QUOTED PASSAGE
——————————
That’s AFTER 3 hours? Yeesh. Does your final product have nice smoke rings throughout? Do you notice smoke coming out the stack? I’m no pro but if your pellets are being burnt and temp maintained I don’t know how there could be no smoke. Maybe some pros will chime in with more experience.


----------



## T2timmy (Mar 22, 2020)

Canadagrown said:


> That’s AFTER 3 hours? Yeesh. Does your final product have nice smoke rings throughout? Do you notice smoke coming out the stack? I’m no pro but if your pellets are being burnt and temp maintained I don’t know how there could be no smoke. Maybe some pros will chime in with more experience.


Nope no smoke coming out of chimney the whole time.  And the smoker keeps internal temps fine the whole time. It is a bit colder here in CT today.  Around 40 degrees out.   I just pulled the Corned beef.   Finished cooking in 4.5 hrs.  Internal temp of 200.


----------



## mike243 (Mar 22, 2020)

you will end up with more smoke at the lowest temp setting , the higher the temp the lower the smoke


----------



## Canadagrown (Mar 22, 2020)
——————————
PROVIDED DATA

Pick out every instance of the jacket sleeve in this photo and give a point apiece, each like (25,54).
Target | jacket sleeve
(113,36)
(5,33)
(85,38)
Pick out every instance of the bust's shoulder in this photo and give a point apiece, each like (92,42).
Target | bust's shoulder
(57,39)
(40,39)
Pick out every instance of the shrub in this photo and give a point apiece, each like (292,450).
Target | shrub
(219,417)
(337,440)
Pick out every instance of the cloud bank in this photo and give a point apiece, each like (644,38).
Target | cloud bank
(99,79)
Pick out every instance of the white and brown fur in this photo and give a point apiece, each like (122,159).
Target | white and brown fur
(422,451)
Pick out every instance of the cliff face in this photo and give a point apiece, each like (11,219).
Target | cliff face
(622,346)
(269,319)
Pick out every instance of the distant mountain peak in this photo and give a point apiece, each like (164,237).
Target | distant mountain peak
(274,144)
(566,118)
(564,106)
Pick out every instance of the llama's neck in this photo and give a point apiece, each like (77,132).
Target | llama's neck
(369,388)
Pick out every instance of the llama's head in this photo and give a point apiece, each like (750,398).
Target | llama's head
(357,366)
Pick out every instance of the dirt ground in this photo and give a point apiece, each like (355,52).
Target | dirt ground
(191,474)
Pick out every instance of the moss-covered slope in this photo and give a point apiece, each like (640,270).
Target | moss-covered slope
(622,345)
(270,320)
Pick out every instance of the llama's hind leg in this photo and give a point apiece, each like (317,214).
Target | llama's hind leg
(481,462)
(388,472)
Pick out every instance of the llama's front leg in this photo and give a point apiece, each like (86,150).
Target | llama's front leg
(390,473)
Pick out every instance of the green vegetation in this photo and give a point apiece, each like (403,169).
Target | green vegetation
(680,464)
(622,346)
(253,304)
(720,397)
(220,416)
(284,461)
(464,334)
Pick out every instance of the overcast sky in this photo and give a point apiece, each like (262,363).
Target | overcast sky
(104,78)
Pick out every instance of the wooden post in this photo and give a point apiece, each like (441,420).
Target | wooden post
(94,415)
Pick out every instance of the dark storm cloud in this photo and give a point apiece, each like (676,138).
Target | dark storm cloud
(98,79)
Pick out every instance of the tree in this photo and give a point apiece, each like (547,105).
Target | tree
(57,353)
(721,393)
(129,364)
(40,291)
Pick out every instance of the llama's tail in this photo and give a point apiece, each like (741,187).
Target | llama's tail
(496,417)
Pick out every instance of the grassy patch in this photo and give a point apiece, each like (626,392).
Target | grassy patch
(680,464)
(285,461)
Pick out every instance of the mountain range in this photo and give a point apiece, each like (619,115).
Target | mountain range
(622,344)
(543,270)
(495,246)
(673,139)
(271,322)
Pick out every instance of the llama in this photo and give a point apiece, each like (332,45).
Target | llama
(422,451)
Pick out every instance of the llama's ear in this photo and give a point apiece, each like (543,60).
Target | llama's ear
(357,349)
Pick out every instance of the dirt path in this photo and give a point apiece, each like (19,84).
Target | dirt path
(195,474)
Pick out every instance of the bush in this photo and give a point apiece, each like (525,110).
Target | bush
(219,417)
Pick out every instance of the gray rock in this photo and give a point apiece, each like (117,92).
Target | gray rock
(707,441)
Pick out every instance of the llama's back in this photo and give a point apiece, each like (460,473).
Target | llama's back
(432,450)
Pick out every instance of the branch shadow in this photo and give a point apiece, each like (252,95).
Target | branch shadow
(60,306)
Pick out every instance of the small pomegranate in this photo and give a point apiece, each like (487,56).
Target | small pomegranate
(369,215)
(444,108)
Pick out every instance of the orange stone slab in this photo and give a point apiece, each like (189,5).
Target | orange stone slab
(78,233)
——————————
Write the next part of the forum thread about a pellet smoker that gives off no smoke, beginning with the reply from Canadagrown.

T2timmy said:


> Nope no smoke coming out of chimney the whole time.  And the smoker keeps internal temps fine the whole time. It is a bit colder here in CT today.  Around 40 degrees out.   I just pulled the Corned beef.   Finished cooking in 4.5 hrs.  Internal temp of 200.


Something is not right with your smoker bud. I have that exact same smoker and smoke is billowing out of mine the entire time. And I am located in Canada and I smoke meats all through the winter with an insulated jacket on the smoker  in temps as cold as -20C. I literally dust the snow off it and fire it up. Maybe call Camp Chef and explain your problem? There’s gotta be an obvious reason why it maintains temps but no smoke. Sorry I can’t be more help.


----------



## dubob (Mar 23, 2020)

My Woodwind will have smoke coming out the stack on both smoke settings - Lo (160*F) & Hi (220*F).  I also use a smoke tube on all my smoke cooks.  I've yet to have any problems producing smoke using LJ Comp Blend (MHC).  What temp setting were you using?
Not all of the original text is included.